[Selected extract]:
────────────────────
According to Dionne, in exchange for about $100 Billion for the wealthy, Obama secured $197 Billion for the “non-rich,” $146 Billion in business tax cuts to encourage job creation, and an extension of $280 Billion middle-class tax cuts—-more than many liberals honestly had hoped. In comparing the tax cuts, a chart in The Washington Post on 9 December showed that the Obama-GOP Deal provides larger average cuts than those in either party’s original plans:
1) Someone earning less than $10K would receive a cut of $53 under the original Democratic plan, $52 under the Republican, and $234 under the Obama-GOP Deal;
2) Someone earning $30-$40K receives $896 (Dem), $894 (Repub), and $1,431 (The Deal);
3) Someone earning $75K-$100K receives $1,900 (Dem), $1,871 (Repub), and $3,486 (The Deal);
4) Someone earning $200K-$500K receives $6,743 (Dem), $7,152 (Repub), and $10,984 (The Deal); and
5) Someone earning $1Million+ receives $6,349 (Dem), $103,835 (Repub), and $139,692 (The Deal).
Right there, one can understand why the rich-loving Republicans might like The Deal, and why Democrats might appreciate that the suffering lower tax brackets will get survival money which will immediately be spent, thus stimulating the economy. Indeed, some have described The Deal as another stimulus package, in lieu of another upfront stimulus, which in any case is utterly unobtainable in today’s political climate.
Therefore, The Deal-as-stimulus is good, if one believes, like many economists, that the original stimulus was inadequate, and that Bernancke’s QE2, which is pumping billions of fiat dollars into the Federal Reserve system, is doing little good for the domestic economy, and will bring on serious inflation. I say this even though, as President Obama complained, Republicans held the middle class hostage in order to gain succulent goodies for the very rich (who supposedly now will “create jobs” even if they did not do so during Bush years when they had the same tax cuts).
What about downstream? Did Obama, as Bush so often did, not think more than one move ahead? In his zeal to encourage the recovery, “change the tone,” and snuggle up to so-called independents, did Obama ignore what comes next? Here are some questions:
* What does this sort of negotiating with those who have explicitly said their agenda is to make him “fail,” while excluding from the negotiations members of his own Party leadership on the Hill, do to future legislating—- how much help will his own Party give him in the future, how long will the rebellion of House Democrats last?
* Has Obama in effect negotiated away any chance for raising taxes as part of a future deficit reduction; is this extension going to turn out to be permanent, despite being called “temporary,” especially since the extension comes up again in election year 2012?
* If so, when the Deficit Commission recommendations come up for action, will Obama be boxed in, forced to cut Social Security, unemployment insurance and other “entitlements” since Republicans will refuse to raise taxes, since he has already cut contributions to Social Security, not only making its shortfall greater, but signaling it is vulnerable?
* Given the actual subject of these negotiations, what about the national deficit, how will it play out, since clearly The Deal as a whole will add at least $900 Billion to the national debt?
In other words, is The Deal booby-trapped, is it a time bomb?
────────────────────
[Entries supplied]:
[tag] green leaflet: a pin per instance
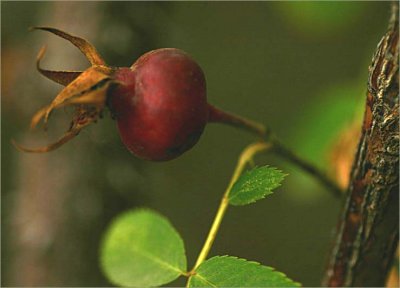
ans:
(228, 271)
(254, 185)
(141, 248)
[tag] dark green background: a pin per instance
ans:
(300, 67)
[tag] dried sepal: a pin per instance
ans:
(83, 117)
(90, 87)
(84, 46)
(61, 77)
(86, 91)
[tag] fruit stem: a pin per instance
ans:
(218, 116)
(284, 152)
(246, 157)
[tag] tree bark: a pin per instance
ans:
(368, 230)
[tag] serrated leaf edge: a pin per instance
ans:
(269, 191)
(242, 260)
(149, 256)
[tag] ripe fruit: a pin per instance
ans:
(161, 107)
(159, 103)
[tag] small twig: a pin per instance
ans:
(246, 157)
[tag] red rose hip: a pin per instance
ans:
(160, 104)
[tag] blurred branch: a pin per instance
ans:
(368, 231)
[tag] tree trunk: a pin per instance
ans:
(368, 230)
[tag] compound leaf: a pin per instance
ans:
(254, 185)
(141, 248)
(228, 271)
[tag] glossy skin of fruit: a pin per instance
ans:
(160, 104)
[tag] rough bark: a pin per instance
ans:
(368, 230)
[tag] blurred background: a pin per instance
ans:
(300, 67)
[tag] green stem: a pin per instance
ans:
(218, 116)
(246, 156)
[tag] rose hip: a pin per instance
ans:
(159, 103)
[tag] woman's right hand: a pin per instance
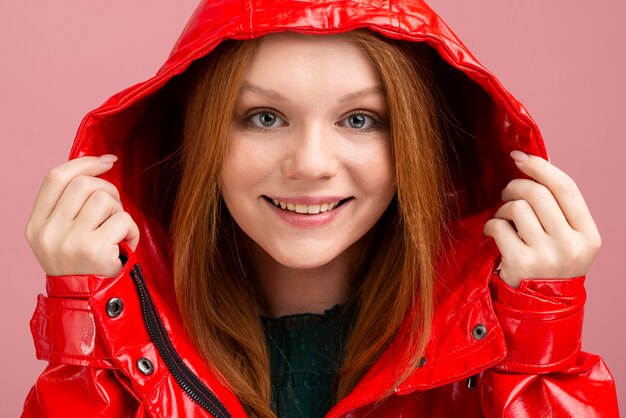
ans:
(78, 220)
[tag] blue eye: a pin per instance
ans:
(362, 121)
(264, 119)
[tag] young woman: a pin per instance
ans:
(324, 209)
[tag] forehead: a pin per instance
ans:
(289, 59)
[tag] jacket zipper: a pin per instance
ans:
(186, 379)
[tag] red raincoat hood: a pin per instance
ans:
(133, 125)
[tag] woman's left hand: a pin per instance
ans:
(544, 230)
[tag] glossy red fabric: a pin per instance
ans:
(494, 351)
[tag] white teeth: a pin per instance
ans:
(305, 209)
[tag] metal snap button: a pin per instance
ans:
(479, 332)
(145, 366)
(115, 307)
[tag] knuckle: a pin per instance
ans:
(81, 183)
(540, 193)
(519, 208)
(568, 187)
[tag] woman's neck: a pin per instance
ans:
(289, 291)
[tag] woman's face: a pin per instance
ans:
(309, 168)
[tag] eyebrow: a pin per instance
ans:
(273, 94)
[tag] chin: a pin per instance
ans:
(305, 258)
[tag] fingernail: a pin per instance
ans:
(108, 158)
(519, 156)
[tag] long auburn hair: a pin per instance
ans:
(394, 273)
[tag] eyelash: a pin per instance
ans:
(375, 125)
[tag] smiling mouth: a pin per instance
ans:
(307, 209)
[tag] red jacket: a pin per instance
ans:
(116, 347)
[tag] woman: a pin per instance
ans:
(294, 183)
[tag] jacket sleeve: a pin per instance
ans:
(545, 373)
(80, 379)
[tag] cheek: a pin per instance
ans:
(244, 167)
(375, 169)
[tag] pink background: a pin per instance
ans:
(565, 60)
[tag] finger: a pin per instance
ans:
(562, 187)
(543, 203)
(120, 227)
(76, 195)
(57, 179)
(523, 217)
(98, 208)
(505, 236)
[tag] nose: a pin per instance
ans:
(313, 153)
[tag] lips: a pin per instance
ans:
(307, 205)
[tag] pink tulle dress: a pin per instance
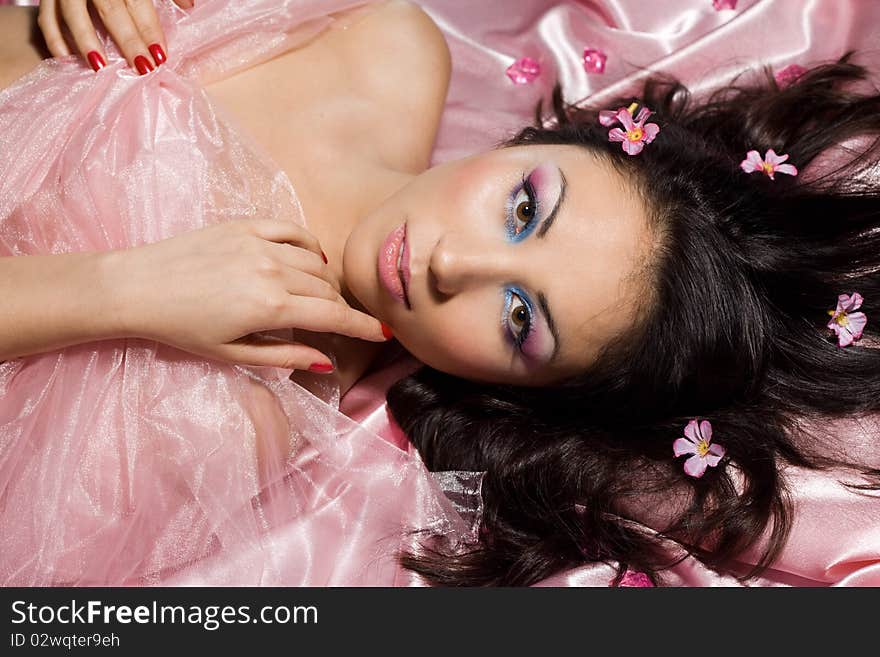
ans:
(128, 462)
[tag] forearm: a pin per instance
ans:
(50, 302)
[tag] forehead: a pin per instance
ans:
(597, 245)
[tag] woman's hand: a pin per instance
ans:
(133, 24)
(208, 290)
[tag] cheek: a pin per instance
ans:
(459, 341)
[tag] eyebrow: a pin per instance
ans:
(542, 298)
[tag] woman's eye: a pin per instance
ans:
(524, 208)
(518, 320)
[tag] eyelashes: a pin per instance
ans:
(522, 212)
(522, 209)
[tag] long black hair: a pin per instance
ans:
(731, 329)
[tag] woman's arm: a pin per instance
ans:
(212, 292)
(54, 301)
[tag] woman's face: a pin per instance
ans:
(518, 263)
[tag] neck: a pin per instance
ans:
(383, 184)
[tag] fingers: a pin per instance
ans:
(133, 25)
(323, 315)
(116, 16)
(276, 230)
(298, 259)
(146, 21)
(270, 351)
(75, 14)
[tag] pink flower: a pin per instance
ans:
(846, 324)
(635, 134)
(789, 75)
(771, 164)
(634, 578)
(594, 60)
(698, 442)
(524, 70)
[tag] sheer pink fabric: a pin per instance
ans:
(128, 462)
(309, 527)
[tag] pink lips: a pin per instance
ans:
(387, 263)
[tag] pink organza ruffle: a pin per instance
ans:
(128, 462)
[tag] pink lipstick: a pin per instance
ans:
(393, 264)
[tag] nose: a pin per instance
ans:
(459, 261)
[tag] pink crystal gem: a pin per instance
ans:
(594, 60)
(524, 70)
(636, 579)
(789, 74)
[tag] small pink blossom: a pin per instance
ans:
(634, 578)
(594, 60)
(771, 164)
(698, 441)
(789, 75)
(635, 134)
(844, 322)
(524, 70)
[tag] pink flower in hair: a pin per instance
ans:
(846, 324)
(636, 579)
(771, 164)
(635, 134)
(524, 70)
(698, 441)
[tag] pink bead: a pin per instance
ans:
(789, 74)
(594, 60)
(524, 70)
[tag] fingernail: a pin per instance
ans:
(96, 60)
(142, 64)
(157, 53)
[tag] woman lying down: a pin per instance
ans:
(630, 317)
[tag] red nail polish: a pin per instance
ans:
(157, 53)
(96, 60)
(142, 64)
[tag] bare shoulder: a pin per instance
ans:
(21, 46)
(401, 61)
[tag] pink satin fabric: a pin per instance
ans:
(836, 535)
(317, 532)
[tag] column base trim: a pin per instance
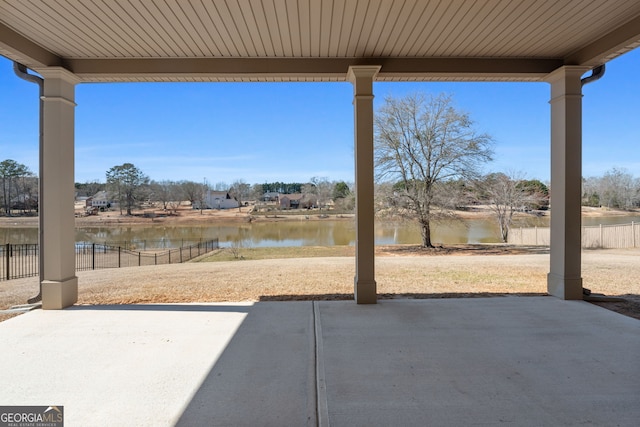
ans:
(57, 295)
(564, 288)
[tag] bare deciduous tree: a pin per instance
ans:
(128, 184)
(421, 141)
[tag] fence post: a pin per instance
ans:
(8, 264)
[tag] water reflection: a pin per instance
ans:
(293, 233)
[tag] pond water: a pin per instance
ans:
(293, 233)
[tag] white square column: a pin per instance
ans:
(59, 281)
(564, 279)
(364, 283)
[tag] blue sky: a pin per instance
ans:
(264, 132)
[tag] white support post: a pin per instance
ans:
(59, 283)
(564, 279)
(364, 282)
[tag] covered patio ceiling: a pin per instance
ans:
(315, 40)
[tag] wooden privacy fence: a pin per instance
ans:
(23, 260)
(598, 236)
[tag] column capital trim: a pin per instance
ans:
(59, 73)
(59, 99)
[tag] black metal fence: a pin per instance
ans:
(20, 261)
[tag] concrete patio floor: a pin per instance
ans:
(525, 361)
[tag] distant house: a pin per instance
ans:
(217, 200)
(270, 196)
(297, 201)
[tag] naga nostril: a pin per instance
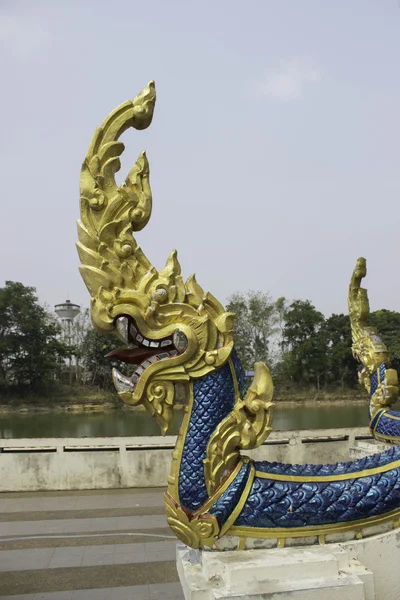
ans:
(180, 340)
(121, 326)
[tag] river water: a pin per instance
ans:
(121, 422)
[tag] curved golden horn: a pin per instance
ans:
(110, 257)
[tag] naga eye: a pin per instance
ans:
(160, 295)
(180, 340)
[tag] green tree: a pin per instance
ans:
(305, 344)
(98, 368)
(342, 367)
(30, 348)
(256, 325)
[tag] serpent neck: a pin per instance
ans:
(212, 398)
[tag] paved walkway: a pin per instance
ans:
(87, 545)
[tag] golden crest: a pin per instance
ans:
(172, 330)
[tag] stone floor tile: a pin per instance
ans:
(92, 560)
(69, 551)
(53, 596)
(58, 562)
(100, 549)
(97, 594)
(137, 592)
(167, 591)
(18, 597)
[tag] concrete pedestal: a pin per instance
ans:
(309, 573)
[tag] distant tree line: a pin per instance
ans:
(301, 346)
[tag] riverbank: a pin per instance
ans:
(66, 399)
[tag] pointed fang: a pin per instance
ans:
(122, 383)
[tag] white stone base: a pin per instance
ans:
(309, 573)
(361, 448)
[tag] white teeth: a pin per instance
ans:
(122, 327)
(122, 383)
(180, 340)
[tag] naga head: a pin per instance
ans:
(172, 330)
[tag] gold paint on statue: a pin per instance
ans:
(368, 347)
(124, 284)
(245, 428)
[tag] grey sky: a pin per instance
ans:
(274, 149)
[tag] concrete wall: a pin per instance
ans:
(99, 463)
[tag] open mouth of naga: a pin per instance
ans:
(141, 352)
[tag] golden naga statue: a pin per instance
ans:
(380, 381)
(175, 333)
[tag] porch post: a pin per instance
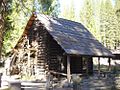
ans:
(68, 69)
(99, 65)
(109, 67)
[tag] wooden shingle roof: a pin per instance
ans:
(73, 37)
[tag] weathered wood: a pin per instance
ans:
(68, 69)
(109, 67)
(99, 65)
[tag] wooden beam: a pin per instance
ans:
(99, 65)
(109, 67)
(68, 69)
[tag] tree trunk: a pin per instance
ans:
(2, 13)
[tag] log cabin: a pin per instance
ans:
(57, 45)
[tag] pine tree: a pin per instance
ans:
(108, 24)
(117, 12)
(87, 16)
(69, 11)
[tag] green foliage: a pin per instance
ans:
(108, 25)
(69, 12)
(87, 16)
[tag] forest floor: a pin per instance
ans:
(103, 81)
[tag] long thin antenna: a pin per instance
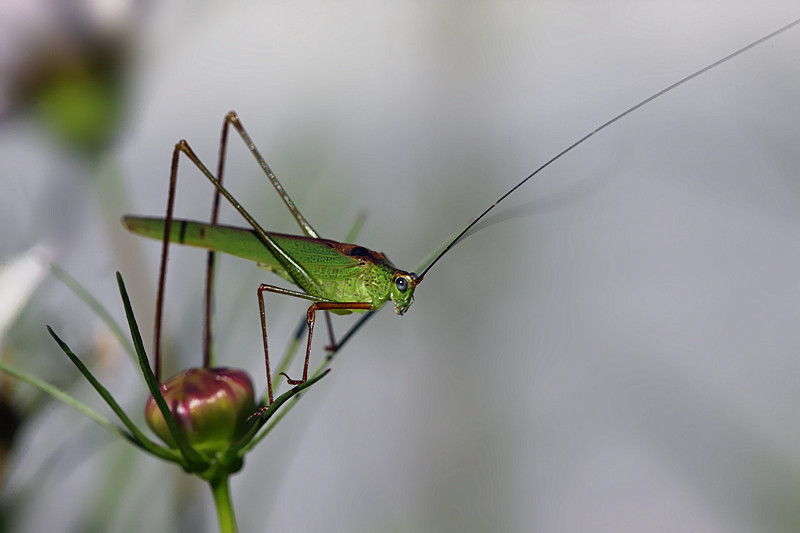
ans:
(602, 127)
────────────────────
[Given problem 1]:
Please duplicate the passage of the piece on the Obama-GOP tax deal word for word, starting at "What about downstream?" and ending at "election year 2012?".
[Given problem 2]:
Filter the listing and copy every line that contains the word "mouth".

[Task result 1]:
What about downstream? Did Obama, as Bush so often did, not think more than one move ahead? In his zeal to encourage the recovery, “change the tone,” and snuggle up to so-called independents, did Obama ignore what comes next? Here are some questions:
* What does this sort of negotiating with those who have explicitly said their agenda is to make him “fail,” while excluding from the negotiations members of his own Party leadership on the Hill, do to future legislating—- how much help will his own Party give him in the future, how long will the rebellion of House Democrats last?
* Has Obama in effect negotiated away any chance for raising taxes as part of a future deficit reduction; is this extension going to turn out to be permanent, despite being called “temporary,” especially since the extension comes up again in election year 2012?

[Task result 2]:
[tag] smiling mouth: a pin per instance
[tag] open mouth of naga: a pin per instance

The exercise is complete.